** Opening TEXT UNDER STUDY block **
Patients in Delaware may be interested to learn that many hospitals are adopting programs that encourage medical professionals to participate in “communication and resolution” programs. The programs aim to encourage open communication between a physician and patient and/or families when adverse events or surgical errors occur. Many hospitals who have adopted the program feel that it’s the moral thing to do, and victims or family members of victims often appreciate the answers the physicians provide. Traditionally, physicians and medical institutions have adopted a “deny and defend” policy even when known errors have occurred in an attempt to avoid medical malpractice lawsuits, but studies indicate that the open disclosure of any errors that may have occurred may not increase lawsuits.
One man in another state lost his wife during an elective surgery and understands the feeling of not receiving a full disclosure of events that took place with her medical care. His wife underwent a surgery to remove a mass on her liver that was not determined to be cancerous. His wife died following the surgery, and he claims that he was only told that unexpected blood loss resulted in her having cardiac arrest.
Apparently, the woman’s husband needed more closure following his wife’s death, and her surgeon agreed to meet with him. The surgeon explained that a tool used during the surgery likely malfunctioned, resulting in the woman’s uncontrolled bleeding and death. Following the conversation, the husband filed a lawsuit and recently settled for $5.5 million.
The man claims that even if the surgeon had immediately disclosed the details of his wife’s death, he would have filed a lawsuit. He is now a single parent raising their two girls on his own, and he was unsure if he would receive all the answers to why his wife died without the assistance of an attorney. If anyone suspects a family member may be one of the 98,000 who die from preventable medical or surgical errors every year, the advice of an attorney could be invaluable. Some cases may be appropriate for a medical malpractice lawsuit in a Delaware civil court.
** Closing TEXT UNDER STUDY block **
** Opening DATA BELOW block **
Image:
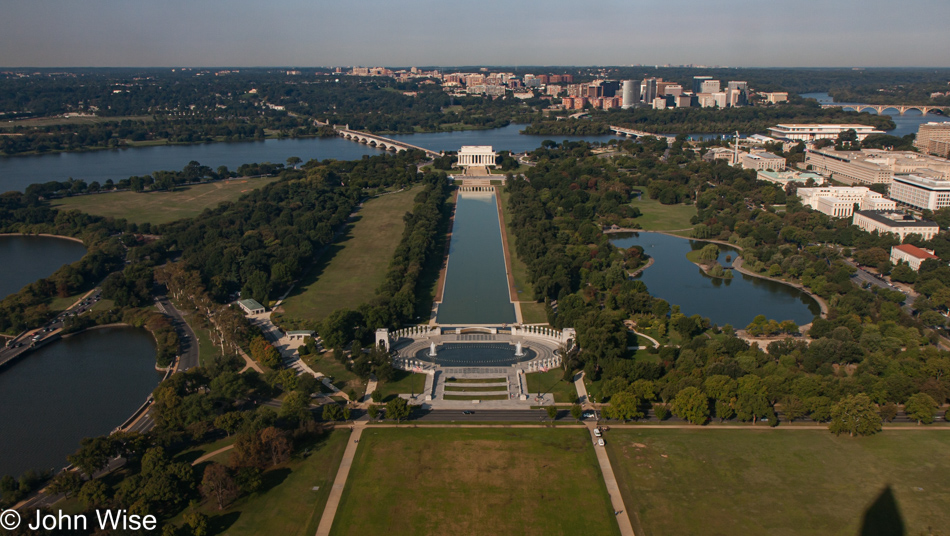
** Closing DATA BELOW block **
**YOUR TASKS:**
1 - In the text on hospital communication and resolution programs, what did the surgeon say likely caused the woman's uncontrolled bleeding?
2 - Return, word for word, the part of the text on hospital communication and resolution programs between "The man claims" and "Delaware civil court.", inclusive.

**RESULTS FOR THE EXERCISE:**
1 - A tool used during the surgery likely malfunctioned.

2 -
The man claims that even if the surgeon had immediately disclosed the details of his wife’s death, he would have filed a lawsuit. He is now a single parent raising their two girls on his own, and he was unsure if he would receive all the answers to why his wife died without the assistance of an attorney. If anyone suspects a family member may be one of the 98,000 who die from preventable medical or surgical errors every year, the advice of an attorney could be invaluable. Some cases may be appropriate for a medical malpractice lawsuit in a Delaware civil court.